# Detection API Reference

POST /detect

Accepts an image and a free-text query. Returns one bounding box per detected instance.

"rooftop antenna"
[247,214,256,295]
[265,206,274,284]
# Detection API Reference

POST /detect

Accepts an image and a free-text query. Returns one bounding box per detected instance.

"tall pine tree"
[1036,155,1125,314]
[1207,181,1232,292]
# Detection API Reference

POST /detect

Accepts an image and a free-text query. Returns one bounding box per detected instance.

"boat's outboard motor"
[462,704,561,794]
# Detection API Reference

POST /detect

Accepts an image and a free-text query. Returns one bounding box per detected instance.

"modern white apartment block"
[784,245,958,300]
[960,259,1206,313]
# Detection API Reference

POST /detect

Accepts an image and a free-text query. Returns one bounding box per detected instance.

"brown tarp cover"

⁂

Reproduce everything from the start of the listing down to the line containing "[1207,181,1232,292]", changing "free-text query" to "text prompt" and leaving all other text untouched.

Result for this task
# Detection API Reference

POST /detect

Accepts an image and a text prompt. Returns one bounding box per detected instance.

"rooftop antenna"
[247,214,256,295]
[265,206,274,284]
# Detection API Reference

POST /detect

Accepts an image and a text prompt. Returns one bounding box per detected instance.

"tall pine tree"
[1036,155,1125,314]
[1207,181,1232,292]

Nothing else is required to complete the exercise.